++++ EXCERPTED DATA
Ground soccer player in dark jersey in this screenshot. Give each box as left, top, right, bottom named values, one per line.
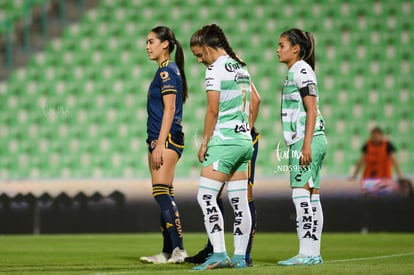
left=139, top=26, right=189, bottom=264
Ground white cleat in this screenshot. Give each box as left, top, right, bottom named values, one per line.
left=167, top=247, right=189, bottom=264
left=140, top=252, right=171, bottom=264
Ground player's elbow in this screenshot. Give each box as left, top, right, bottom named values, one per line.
left=164, top=104, right=175, bottom=115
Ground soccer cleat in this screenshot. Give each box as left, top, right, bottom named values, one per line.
left=167, top=247, right=189, bottom=264
left=192, top=252, right=231, bottom=270
left=140, top=252, right=171, bottom=264
left=231, top=255, right=247, bottom=268
left=277, top=254, right=314, bottom=266
left=245, top=257, right=253, bottom=267
left=184, top=245, right=212, bottom=264
left=309, top=255, right=323, bottom=265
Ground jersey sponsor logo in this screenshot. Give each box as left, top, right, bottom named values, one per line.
++++++++
-- BRIEF --
Here the records must be restated exactly, minus any images.

-- EXERCISE RESULT --
Ground soccer player in dark jersey in this screenshot. Give each box as left, top, right, bottom named values, one per line.
left=139, top=26, right=189, bottom=264
Ground white cleat in this screenshot. Give each box as left, top, right, bottom named values, one per line.
left=167, top=247, right=189, bottom=264
left=140, top=252, right=171, bottom=264
Ground player's elbow in this screenshot. Give each box as left, top, right, bottom named values, one per line.
left=164, top=104, right=175, bottom=115
Ground soccer cleat in this screenshot. Give each box as left, top, right, bottom named values, one per line.
left=167, top=247, right=189, bottom=264
left=192, top=252, right=231, bottom=270
left=140, top=252, right=171, bottom=264
left=231, top=255, right=247, bottom=268
left=277, top=254, right=314, bottom=266
left=245, top=257, right=253, bottom=267
left=184, top=245, right=212, bottom=264
left=309, top=255, right=323, bottom=265
Ground jersey sponsor logo in this screenshot. Give each box as left, top, right, bottom named values, one per line.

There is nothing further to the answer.